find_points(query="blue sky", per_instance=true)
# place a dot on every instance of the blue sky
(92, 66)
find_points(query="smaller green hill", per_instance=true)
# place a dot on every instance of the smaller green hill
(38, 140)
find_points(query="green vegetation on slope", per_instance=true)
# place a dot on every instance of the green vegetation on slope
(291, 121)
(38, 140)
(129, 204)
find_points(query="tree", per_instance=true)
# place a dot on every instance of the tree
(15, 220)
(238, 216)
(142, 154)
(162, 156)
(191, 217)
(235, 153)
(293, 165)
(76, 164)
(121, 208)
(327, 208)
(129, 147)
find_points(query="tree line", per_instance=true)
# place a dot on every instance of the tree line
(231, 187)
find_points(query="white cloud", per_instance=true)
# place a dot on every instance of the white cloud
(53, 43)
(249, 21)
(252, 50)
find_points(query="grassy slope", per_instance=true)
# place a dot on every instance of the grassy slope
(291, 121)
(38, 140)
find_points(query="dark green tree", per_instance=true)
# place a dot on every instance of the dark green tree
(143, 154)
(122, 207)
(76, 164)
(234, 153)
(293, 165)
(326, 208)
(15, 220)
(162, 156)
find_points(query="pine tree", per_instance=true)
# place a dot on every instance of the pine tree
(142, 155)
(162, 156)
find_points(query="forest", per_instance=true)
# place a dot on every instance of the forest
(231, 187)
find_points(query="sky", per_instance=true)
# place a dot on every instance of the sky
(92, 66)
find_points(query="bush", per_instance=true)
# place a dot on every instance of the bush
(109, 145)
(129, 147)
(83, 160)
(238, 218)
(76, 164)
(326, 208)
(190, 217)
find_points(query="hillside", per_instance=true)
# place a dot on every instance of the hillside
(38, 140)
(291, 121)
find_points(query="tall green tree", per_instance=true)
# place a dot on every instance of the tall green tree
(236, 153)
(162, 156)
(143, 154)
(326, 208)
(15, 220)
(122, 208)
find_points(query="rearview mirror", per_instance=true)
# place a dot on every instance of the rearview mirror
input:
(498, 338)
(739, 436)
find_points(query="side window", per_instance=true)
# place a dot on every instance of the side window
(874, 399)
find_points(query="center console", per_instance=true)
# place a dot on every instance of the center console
********
Exercise instructions.
Please filter the rows above and copy each line that contains the word "green". Case counts.

Exercise response.
find_points(query="smaller green hill", per_instance=true)
# place a dot on every instance of the smaller green hill
find_points(query="green vegetation on slope", per_instance=true)
# place a dot on every instance of the green vegetation on slope
find_points(query="dark green tree", per_instance=true)
# place a dot on every instance of the dark green tree
find_points(query="tall green tree", per_instance=true)
# place a dot on every instance of the tall green tree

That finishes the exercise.